As in the Rice case, here the victim was cut by a weapon she could not identify. Also as in Rice, a weapon was never recovered. It is true that in Rice, there was a witness who indicated that there was a razor present. Rice, 109 Ill. App. 2d 391, 248 N.E.2d 745. Such a statement is direct evidence that a weapon was present. While we do not have such direct evidence in this case, there was testimony that one of the assailants indicated that the she was going to “cut” Butler. That evidence, as well as the cut itself, is a significant piece of circumstantial evidence leading to an inference that a dangerous weapon was present.

◆ **MATERIAL SUPPLIED**

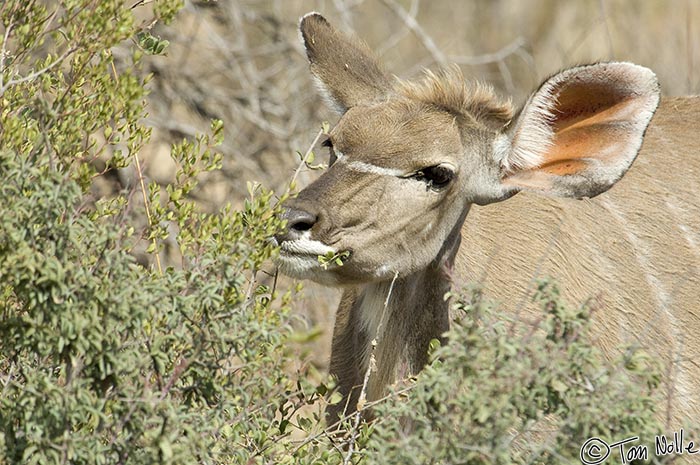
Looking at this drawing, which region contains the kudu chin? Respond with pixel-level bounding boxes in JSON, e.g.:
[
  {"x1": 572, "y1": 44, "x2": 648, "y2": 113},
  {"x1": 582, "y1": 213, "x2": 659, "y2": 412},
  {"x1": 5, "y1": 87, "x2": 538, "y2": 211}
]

◆ **WHAT TO DO**
1) In the excerpt on the Rice case, start at the words "As in the Rice" and stop after "dangerous weapon was present.", then write that passage again with "weapon" swapped for "blade".
2) According to the excerpt on the Rice case, what did a witness in Rice indicate was present?

◆ **IN RESPONSE**
1)
As in the Rice case, here the victim was cut by a blade she could not identify. Also as in Rice, a blade was never recovered. It is true that in Rice, there was a witness who indicated that there was a razor present. Rice, 109 Ill. App. 2d 391, 248 N.E.2d 745. Such a statement is direct evidence that a blade was present. While we do not have such direct evidence in this case, there was testimony that one of the assailants indicated that the she was going to “cut” Butler. That evidence, as well as the cut itself, is a significant piece of circumstantial evidence leading to an inference that a dangerous blade was present.

2) A razor.